_WHAT THIS EXERCISE ASKS_.
(A) In the Nintendo E3 article, what year was much of the coolest stuff shown during the livestream slated for?
(B) Please carry on the Nintendo E3 article from its last sentence.

_SOURCE PASSAGE_.
■ ■ ■

Nintendo’s New Games Sound Great, Just Don’t Expect Them Anytime Soon


Nintendo's Shigeru Miyamoto plays 'Project Giant Robot', an upcoming Wii U game.

Nintendo’s Shigeru Miyamoto plays ‘Project Giant Robot’, an upcoming Wii U game. Nintendo



LOS ANGELES — Nintendo has a lot of games to talk about this year at E3. An open-world Legend of Zelda. A new Star Fox. A make-your-own-Mario.


And you’ll probably enjoy playing them… eventually. Just not this Christmas, and maybe not for a while. Much of the coolest stuff that Nintendo showed during its E3 livestream Tuesday was slated for the year 2015, if indeed it even had a date. And Nintendo’s propensity for long delays leaves us unwilling to place any big bets on some of those games making those dates. (Really, when has a Zelda ever made it out without a huge delay?)

■ ■ ■

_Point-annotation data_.
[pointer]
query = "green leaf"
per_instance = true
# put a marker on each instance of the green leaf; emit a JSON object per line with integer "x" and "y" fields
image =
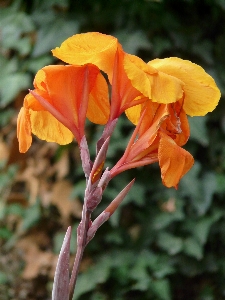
{"x": 193, "y": 248}
{"x": 96, "y": 274}
{"x": 161, "y": 289}
{"x": 53, "y": 34}
{"x": 3, "y": 278}
{"x": 170, "y": 243}
{"x": 133, "y": 41}
{"x": 11, "y": 85}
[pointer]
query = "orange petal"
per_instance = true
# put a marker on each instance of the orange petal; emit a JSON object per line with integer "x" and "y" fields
{"x": 47, "y": 127}
{"x": 92, "y": 47}
{"x": 174, "y": 161}
{"x": 157, "y": 86}
{"x": 98, "y": 103}
{"x": 201, "y": 93}
{"x": 24, "y": 130}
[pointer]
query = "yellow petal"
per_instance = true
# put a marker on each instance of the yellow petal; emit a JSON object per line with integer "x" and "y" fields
{"x": 133, "y": 113}
{"x": 92, "y": 47}
{"x": 47, "y": 127}
{"x": 138, "y": 73}
{"x": 24, "y": 130}
{"x": 201, "y": 92}
{"x": 174, "y": 161}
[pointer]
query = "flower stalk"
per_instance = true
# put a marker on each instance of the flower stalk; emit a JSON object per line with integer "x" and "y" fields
{"x": 64, "y": 96}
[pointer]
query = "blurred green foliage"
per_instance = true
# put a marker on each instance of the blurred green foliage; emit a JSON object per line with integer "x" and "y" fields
{"x": 161, "y": 243}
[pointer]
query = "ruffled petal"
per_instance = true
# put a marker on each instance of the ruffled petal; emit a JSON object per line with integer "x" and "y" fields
{"x": 92, "y": 47}
{"x": 98, "y": 103}
{"x": 174, "y": 161}
{"x": 201, "y": 92}
{"x": 24, "y": 130}
{"x": 47, "y": 127}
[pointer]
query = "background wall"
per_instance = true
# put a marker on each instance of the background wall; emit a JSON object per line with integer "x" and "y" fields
{"x": 161, "y": 244}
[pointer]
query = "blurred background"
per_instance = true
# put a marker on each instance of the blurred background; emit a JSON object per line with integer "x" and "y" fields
{"x": 161, "y": 244}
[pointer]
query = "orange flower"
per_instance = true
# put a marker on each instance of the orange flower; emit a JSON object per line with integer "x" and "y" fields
{"x": 162, "y": 124}
{"x": 56, "y": 110}
{"x": 161, "y": 130}
{"x": 107, "y": 54}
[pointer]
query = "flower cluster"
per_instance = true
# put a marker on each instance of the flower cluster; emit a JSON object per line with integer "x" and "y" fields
{"x": 100, "y": 82}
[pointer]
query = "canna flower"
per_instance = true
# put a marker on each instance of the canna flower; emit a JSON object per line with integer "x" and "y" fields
{"x": 105, "y": 52}
{"x": 162, "y": 125}
{"x": 63, "y": 97}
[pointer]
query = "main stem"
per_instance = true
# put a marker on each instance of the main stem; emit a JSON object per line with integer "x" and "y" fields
{"x": 81, "y": 243}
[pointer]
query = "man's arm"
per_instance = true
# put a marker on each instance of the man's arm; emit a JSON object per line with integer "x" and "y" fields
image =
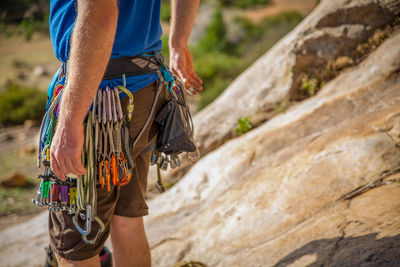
{"x": 183, "y": 15}
{"x": 91, "y": 45}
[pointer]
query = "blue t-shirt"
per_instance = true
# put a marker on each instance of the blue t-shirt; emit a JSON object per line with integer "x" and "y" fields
{"x": 138, "y": 31}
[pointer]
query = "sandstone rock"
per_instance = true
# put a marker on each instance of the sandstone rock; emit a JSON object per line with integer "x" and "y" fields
{"x": 334, "y": 29}
{"x": 316, "y": 185}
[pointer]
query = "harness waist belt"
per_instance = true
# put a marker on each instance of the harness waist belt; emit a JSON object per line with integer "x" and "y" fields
{"x": 131, "y": 66}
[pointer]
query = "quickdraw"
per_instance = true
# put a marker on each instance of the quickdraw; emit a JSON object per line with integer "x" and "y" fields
{"x": 105, "y": 153}
{"x": 107, "y": 149}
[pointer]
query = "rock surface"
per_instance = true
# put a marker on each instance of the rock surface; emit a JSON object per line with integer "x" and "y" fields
{"x": 315, "y": 185}
{"x": 334, "y": 29}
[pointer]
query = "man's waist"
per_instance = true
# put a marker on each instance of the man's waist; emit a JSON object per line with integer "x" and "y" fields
{"x": 130, "y": 65}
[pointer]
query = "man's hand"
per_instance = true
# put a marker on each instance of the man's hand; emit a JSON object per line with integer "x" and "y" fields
{"x": 66, "y": 150}
{"x": 181, "y": 64}
{"x": 91, "y": 45}
{"x": 182, "y": 20}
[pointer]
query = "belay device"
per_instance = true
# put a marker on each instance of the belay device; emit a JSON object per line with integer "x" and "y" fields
{"x": 106, "y": 153}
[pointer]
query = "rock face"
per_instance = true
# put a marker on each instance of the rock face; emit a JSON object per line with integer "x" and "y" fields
{"x": 315, "y": 185}
{"x": 335, "y": 30}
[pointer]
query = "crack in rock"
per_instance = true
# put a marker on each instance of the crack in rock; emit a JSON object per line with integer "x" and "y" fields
{"x": 377, "y": 183}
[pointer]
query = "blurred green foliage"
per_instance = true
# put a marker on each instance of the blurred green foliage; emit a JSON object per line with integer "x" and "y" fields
{"x": 244, "y": 3}
{"x": 214, "y": 38}
{"x": 244, "y": 125}
{"x": 24, "y": 17}
{"x": 165, "y": 13}
{"x": 18, "y": 104}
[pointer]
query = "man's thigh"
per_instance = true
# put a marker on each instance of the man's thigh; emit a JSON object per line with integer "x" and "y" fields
{"x": 127, "y": 201}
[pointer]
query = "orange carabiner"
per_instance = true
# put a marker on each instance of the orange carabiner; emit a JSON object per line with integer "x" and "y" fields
{"x": 108, "y": 178}
{"x": 102, "y": 180}
{"x": 127, "y": 176}
{"x": 114, "y": 170}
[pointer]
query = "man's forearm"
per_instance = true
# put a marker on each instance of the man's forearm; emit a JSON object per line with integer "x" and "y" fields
{"x": 183, "y": 15}
{"x": 91, "y": 45}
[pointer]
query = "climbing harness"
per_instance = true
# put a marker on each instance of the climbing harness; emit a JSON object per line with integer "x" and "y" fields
{"x": 176, "y": 132}
{"x": 106, "y": 152}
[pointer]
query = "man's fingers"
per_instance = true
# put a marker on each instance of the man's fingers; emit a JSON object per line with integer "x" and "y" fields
{"x": 55, "y": 167}
{"x": 197, "y": 78}
{"x": 63, "y": 170}
{"x": 74, "y": 166}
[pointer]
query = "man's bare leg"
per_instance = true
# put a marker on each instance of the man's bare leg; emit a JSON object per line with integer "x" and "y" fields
{"x": 91, "y": 262}
{"x": 130, "y": 247}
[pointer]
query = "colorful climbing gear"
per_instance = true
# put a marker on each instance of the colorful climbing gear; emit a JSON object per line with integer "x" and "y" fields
{"x": 106, "y": 152}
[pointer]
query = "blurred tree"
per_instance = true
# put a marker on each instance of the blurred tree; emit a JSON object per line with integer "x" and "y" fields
{"x": 15, "y": 11}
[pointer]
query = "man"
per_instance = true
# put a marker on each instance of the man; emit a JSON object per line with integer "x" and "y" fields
{"x": 87, "y": 33}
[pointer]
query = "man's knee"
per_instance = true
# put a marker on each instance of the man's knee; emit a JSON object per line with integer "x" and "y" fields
{"x": 120, "y": 223}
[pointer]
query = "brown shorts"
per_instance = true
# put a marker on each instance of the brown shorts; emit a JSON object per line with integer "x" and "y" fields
{"x": 127, "y": 201}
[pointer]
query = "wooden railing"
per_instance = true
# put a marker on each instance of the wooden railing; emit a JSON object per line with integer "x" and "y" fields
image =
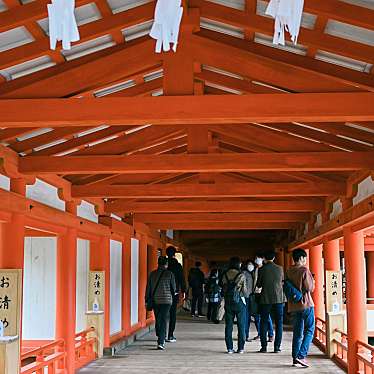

■ ■ ■

_TASK-BY-TASK ANSWERS_.
(A) 2015

(B)
Nintendo seems to be placing the vast majority of its 2014 holiday hopes and dreams on Super Smash Bros., its all-star mascot fighting game for Wii U and Nintendo 3DS. A handful of other games round out its year. With little to no third party support, it means Nintendo has to double down on its own bets.


As it did at last year’s E3 show, Nintendo made its announcements not at a live press conference but with a pre-recorded video that it debuted on Tuesday morning. The “digital event” kicked off with an animated sequence clearly done in the style of Robot Chicken, with a clay version of Nintendo of America president Reggie Fils-Aime taking a miniature stage.


Clay Reggie did not get a few sentences into his presentation before being heckled by an audience member, who was revealed to be a bearded, disheveled, jaded member of the gaming press. “What are you going to announce, Reggie? More Mario games? Where’s Mother 3?” (A sensible response, since Nintendo should really release that cult hit Japan-only RPG in America.)


“We’re not announcing a new Mario game today,” responded clay Reggie. This was a bold statement considering that Nintendo was minutes away from announcing a Yoshi game, a Toad game and a Mario game.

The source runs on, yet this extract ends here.